++++ VORGEGEBENER TEXT

Mercers Fiber Center: Bindeglied zwischen Zellstoff und Papier

Auf der grünen Wiese an der Elbe begann Mercer Stendals Unternehmensgeschichte und ebnete gleichzeitig den Weg für die Erweiterung des Industrie- und Gewerbeparks Altmark in Arneburg. In diesem Gewerbepark, einem der vielversprechenden Zukunftsorte Sachsen-Anhalts, verschmelzen Tradition und Fortschritt zu einer Einheit. Soll doch das große Areal Raum für Startups, etablierte Unternehmen, Forschungseinrichtungen und Kreativzentren bilden.

In dieser Umgebung betreibt Mercer eines der modernsten Zellstoffwerke Europas. Mercer verwirklicht hier das Konzept der Bioraffinerie, in dem der Rohstoff Holz möglichst umfassend genutzt wird, für Zellstoff, Bioenergie und Biochemikalien wie Tallöl, Terpentin und Methanol.

++++++++

▶ [AUFGABE]
Worauf führt der Text über Mercers Fiber Center zurück, dass im Gewerbepark in Arneburg Tradition und Fortschritt zu einer Einheit verschmelzen? Antworten Sie in ein bis drei Sätzen.

++++ EXTRAHIERTE DATEN

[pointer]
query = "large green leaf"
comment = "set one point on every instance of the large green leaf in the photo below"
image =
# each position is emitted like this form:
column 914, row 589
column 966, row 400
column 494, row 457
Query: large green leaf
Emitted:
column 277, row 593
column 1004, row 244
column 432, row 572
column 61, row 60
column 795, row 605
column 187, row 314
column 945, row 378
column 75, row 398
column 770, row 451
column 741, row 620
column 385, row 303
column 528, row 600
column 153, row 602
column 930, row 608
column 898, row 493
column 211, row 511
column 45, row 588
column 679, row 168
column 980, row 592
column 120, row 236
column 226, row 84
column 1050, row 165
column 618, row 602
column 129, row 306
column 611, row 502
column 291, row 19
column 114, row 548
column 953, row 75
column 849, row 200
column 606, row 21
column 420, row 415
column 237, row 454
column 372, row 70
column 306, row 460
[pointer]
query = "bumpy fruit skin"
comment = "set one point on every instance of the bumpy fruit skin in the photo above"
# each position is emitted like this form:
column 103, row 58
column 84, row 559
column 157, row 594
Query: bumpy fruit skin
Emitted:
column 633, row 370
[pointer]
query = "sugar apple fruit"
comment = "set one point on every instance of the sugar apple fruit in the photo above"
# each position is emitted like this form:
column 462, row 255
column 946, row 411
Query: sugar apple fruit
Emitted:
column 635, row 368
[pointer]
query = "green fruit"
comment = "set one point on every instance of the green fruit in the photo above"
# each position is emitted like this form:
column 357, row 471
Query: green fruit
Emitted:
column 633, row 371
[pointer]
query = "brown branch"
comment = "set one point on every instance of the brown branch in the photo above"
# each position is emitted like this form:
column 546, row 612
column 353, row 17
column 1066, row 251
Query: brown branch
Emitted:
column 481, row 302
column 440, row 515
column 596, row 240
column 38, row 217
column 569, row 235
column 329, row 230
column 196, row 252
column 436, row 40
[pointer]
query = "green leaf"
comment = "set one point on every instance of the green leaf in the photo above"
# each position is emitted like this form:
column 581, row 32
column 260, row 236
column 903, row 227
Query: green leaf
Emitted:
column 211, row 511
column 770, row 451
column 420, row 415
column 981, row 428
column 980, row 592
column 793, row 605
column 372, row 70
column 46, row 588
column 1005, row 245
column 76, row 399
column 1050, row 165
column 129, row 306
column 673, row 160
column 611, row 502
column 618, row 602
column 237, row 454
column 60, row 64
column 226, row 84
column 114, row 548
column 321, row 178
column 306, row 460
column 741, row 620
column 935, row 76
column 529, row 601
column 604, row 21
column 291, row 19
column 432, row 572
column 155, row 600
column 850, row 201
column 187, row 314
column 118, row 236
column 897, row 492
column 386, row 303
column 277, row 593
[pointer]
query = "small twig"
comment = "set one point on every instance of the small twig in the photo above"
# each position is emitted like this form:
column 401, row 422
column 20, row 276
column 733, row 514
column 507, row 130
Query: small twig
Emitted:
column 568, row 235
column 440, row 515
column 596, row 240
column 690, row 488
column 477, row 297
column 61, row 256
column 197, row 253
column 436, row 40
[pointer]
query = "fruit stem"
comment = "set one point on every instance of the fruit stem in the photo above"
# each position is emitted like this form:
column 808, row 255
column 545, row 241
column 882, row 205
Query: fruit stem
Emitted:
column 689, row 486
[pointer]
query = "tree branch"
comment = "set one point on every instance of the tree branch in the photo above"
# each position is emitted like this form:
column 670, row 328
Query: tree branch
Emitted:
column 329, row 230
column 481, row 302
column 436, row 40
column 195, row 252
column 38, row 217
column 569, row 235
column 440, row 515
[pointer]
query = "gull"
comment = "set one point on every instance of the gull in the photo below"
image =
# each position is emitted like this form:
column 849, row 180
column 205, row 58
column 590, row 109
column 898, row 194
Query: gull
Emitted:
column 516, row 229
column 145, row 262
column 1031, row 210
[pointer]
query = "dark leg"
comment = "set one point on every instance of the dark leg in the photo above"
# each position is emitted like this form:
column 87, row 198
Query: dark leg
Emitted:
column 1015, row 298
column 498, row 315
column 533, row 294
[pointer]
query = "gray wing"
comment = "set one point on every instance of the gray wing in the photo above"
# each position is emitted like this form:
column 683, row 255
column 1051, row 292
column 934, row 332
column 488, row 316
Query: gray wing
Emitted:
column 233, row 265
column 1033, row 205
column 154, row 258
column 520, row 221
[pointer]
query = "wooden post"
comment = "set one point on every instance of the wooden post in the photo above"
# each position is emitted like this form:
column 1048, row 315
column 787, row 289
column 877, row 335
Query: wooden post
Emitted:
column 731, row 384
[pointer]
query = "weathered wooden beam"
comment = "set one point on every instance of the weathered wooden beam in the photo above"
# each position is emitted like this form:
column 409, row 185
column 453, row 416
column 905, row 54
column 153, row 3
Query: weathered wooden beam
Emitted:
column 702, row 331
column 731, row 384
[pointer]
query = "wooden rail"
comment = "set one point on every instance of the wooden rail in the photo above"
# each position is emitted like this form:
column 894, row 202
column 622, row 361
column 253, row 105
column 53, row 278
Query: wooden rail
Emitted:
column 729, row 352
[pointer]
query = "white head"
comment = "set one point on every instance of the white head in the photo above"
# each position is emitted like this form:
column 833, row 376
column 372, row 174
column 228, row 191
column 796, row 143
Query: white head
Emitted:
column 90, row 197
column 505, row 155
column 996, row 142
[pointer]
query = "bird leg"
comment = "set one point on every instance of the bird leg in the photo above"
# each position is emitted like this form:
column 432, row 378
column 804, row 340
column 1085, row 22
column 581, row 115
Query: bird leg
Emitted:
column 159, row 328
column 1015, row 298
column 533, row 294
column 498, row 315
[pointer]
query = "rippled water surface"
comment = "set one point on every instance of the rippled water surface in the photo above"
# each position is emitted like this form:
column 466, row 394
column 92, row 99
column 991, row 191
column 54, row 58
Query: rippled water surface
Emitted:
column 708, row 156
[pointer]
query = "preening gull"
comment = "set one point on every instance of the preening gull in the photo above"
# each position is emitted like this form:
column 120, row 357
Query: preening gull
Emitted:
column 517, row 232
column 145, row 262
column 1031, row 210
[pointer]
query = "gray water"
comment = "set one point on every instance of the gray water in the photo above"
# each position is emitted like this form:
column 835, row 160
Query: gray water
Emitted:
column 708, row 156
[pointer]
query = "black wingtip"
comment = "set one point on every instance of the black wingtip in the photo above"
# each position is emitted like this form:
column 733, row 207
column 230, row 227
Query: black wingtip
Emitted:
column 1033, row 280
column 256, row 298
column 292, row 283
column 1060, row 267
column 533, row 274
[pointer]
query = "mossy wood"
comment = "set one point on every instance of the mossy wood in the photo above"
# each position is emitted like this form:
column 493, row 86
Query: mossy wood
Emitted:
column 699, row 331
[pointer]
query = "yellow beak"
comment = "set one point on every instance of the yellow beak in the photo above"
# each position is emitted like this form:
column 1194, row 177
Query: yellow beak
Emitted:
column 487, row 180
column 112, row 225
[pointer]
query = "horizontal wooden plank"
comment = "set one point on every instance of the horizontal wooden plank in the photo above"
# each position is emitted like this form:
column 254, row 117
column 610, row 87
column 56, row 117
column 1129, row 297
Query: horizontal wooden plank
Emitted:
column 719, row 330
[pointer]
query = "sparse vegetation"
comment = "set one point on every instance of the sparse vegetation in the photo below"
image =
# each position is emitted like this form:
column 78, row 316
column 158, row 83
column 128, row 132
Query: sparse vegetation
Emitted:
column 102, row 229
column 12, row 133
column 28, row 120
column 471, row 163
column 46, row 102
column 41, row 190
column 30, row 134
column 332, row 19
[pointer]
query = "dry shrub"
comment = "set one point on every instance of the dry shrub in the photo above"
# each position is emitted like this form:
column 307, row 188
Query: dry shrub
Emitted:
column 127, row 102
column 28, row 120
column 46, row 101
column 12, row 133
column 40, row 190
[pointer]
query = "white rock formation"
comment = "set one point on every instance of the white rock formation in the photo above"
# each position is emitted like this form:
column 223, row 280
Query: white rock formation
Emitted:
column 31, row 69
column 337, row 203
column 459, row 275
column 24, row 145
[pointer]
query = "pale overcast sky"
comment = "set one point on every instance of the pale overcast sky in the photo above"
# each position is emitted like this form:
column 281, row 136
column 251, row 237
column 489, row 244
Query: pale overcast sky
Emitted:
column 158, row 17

++++++++

▶ [LÖSUNG]
Das große Areal soll Raum für Startups, etablierte Unternehmen, Forschungseinrichtungen und Kreativzentren bieten. So finden dort bewährte Firmen und neue Ansätze nebeneinander Platz.